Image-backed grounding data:
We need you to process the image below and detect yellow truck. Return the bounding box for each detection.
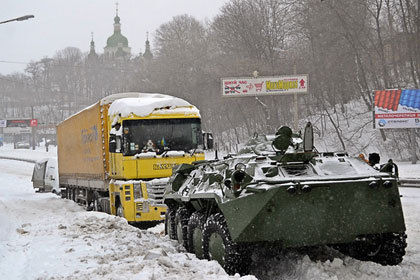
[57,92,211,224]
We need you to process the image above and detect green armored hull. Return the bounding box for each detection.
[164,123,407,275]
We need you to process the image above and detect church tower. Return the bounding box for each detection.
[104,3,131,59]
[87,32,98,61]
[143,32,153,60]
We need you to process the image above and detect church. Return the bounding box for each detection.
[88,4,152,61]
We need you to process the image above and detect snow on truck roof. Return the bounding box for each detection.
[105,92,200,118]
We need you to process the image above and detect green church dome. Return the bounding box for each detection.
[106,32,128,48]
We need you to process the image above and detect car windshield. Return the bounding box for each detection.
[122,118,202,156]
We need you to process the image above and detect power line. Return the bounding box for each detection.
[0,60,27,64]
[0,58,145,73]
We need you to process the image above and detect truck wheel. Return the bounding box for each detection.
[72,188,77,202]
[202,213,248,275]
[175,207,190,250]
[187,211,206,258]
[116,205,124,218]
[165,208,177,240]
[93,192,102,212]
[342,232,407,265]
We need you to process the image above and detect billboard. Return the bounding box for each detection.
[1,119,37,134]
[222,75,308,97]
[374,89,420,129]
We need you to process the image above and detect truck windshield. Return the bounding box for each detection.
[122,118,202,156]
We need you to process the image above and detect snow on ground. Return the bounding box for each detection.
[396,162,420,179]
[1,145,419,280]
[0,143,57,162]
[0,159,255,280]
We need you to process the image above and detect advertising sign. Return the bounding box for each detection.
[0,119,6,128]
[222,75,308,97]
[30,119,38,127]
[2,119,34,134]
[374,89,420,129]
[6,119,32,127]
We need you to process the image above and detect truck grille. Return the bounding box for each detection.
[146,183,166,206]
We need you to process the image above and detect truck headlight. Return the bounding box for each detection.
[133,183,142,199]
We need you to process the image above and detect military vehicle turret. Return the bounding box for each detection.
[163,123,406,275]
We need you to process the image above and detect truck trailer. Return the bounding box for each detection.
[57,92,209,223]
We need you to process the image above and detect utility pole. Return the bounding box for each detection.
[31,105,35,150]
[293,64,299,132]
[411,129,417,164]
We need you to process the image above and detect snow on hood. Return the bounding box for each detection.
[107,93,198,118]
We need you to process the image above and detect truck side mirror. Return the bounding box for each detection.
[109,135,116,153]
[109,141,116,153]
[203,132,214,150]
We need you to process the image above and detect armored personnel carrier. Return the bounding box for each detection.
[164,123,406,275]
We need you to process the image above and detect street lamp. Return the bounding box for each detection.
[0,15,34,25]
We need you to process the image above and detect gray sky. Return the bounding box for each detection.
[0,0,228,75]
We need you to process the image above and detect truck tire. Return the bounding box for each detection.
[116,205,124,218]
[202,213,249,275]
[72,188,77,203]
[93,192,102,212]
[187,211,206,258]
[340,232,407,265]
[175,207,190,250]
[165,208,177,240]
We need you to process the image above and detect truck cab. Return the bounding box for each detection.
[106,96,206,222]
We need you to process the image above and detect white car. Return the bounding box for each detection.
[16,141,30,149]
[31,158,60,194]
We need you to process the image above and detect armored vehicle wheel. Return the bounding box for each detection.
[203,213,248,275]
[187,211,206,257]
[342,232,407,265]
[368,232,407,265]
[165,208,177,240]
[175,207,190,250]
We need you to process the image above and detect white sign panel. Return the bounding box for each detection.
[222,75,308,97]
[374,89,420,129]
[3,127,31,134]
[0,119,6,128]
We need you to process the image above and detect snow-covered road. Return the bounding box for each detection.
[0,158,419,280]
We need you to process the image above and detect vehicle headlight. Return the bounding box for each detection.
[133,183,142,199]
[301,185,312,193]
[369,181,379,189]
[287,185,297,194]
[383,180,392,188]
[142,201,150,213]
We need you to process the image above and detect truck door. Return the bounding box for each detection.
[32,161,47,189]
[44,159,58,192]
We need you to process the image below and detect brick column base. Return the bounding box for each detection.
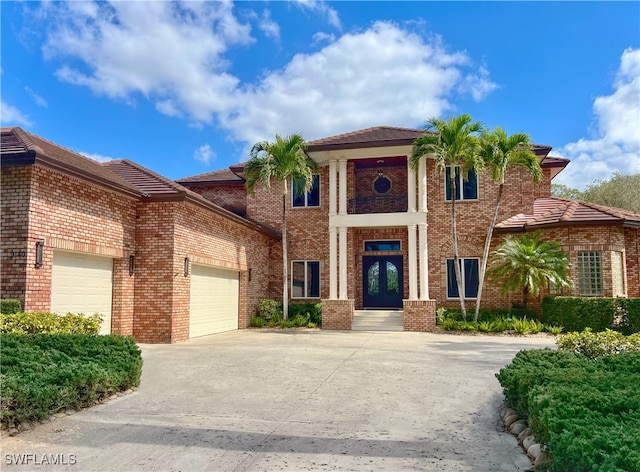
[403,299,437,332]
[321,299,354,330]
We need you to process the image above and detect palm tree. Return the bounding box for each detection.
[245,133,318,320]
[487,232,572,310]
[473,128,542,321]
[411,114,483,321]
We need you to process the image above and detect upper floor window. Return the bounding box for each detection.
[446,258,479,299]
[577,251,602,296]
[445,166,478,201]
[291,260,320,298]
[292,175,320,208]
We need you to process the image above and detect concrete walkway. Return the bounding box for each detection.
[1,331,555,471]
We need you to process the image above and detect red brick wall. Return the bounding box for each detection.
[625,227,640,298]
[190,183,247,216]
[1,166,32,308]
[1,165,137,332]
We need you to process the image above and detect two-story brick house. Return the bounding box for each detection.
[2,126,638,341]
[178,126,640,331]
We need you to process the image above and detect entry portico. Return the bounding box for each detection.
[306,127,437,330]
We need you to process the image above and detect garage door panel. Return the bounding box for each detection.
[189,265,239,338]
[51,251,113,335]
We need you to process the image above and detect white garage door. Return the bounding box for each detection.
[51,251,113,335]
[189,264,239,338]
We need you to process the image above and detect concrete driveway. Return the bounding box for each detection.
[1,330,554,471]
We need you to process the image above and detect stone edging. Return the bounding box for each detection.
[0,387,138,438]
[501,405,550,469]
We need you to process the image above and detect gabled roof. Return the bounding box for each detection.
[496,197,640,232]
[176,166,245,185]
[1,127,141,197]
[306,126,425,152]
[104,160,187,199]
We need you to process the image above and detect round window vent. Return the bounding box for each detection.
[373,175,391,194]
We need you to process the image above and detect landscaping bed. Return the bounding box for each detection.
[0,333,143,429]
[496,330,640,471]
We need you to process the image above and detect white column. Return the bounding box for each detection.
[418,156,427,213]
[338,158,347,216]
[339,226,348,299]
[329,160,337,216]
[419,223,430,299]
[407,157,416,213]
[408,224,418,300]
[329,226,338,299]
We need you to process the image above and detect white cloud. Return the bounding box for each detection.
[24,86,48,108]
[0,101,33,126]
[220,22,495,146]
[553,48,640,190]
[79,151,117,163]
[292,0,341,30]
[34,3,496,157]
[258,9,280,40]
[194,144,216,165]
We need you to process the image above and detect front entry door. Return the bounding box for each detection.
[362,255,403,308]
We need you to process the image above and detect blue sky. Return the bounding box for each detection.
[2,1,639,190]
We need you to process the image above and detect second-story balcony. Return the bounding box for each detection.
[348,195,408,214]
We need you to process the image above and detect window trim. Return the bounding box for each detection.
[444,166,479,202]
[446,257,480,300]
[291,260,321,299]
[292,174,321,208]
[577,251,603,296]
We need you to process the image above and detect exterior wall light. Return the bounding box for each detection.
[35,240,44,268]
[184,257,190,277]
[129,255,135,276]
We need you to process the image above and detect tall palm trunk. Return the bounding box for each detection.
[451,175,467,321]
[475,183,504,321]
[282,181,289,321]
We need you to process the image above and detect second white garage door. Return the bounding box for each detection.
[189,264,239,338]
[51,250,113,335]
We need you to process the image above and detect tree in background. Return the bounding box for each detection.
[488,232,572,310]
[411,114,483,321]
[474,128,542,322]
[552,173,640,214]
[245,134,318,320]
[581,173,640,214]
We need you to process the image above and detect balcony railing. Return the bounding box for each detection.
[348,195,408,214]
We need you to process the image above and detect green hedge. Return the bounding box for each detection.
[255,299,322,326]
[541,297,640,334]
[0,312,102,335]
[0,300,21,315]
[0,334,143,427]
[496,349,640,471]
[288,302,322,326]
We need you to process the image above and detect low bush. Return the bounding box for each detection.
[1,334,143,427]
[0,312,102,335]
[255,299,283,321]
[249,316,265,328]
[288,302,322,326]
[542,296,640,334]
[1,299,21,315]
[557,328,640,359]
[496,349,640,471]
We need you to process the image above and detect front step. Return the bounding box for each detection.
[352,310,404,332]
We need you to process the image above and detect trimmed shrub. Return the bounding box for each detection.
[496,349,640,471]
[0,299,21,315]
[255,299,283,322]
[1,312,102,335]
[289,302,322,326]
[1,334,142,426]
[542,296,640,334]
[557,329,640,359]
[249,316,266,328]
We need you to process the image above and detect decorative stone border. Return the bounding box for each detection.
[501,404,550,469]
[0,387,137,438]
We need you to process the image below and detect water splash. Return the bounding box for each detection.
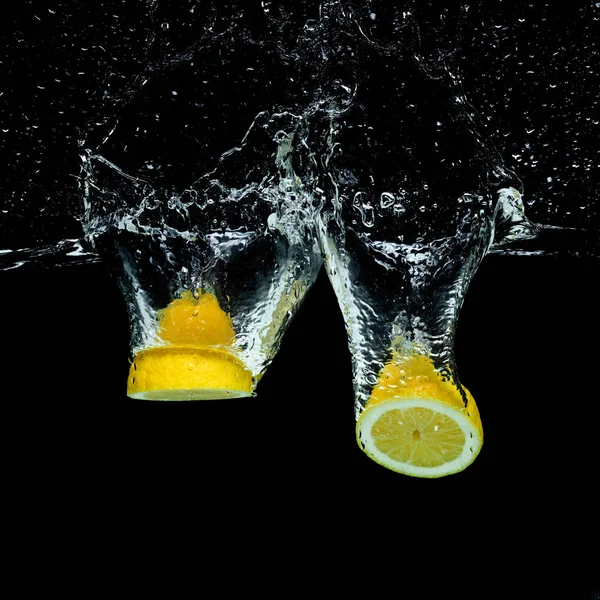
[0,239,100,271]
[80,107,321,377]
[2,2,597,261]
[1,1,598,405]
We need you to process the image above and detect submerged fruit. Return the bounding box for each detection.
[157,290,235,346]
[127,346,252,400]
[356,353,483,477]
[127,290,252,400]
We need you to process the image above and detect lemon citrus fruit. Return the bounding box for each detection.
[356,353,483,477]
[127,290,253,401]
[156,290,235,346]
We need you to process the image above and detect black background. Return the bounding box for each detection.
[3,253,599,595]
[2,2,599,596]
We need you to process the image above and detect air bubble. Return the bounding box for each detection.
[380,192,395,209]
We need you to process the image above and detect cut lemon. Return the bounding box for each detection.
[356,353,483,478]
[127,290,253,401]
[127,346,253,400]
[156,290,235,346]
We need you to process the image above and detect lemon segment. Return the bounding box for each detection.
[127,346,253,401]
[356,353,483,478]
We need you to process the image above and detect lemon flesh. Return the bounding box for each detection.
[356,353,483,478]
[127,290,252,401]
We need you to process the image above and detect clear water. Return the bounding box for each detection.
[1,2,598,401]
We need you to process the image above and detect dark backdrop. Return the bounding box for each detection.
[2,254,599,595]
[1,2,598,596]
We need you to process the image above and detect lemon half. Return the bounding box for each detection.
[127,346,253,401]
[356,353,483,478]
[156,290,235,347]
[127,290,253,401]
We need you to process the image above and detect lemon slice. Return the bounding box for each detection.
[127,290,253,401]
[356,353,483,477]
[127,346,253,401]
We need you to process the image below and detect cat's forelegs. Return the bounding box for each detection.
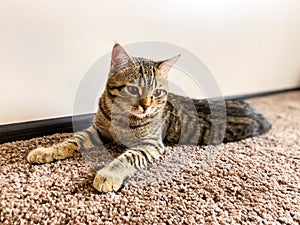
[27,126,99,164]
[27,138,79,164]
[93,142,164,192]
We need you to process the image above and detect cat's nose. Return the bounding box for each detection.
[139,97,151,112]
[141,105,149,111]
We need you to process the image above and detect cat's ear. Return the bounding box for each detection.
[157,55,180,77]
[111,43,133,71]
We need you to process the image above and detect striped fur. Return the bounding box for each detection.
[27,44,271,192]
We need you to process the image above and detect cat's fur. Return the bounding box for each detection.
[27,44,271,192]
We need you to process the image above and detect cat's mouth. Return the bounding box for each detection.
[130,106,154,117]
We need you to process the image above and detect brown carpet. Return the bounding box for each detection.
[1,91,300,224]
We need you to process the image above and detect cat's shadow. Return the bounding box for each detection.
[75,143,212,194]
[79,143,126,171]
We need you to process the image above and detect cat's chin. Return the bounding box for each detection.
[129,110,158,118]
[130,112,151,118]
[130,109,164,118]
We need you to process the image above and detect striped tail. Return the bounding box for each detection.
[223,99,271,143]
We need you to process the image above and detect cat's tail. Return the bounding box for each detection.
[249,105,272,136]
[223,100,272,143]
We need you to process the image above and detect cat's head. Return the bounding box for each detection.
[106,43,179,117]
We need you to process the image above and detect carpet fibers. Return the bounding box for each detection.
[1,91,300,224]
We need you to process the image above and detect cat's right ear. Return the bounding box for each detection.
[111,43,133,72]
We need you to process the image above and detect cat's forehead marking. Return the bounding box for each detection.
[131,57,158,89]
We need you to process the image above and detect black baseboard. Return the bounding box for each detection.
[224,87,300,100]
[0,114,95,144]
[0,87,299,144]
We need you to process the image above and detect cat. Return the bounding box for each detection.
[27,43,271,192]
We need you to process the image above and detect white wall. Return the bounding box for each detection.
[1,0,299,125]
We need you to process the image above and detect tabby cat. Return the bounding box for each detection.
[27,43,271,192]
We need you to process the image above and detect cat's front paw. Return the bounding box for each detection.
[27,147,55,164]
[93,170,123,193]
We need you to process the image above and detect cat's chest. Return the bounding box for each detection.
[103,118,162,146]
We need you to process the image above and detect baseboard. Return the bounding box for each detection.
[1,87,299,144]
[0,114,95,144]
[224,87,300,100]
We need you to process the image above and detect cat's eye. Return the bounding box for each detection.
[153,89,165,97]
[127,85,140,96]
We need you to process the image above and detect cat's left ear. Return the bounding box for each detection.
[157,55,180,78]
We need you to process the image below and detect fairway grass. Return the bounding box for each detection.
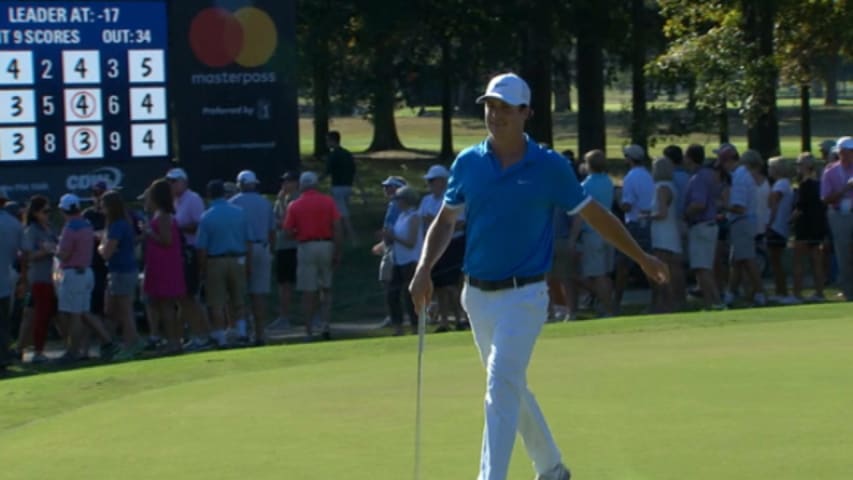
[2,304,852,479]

What to produce:
Could you set down nothing but the lines from the one containing "We need you to process the image above and detect baseboard." through the last line of the records above, both ends included, exactly as given and free of pictures?

Result of the exercise:
We need you to process the image above and detect baseboard. Return the bounding box for each detection.
[1,87,299,144]
[0,114,95,144]
[224,87,300,100]
We need you to process the image above and detect cat's eye. Return the bounding box for each detection.
[153,89,165,97]
[127,85,140,96]
We need you to process the image above and detect cat's left ear. Return the bounding box for each detection.
[157,55,180,78]
We need you to process the image below and detect fairway grass. Return the bounding box for each detection.
[2,304,852,479]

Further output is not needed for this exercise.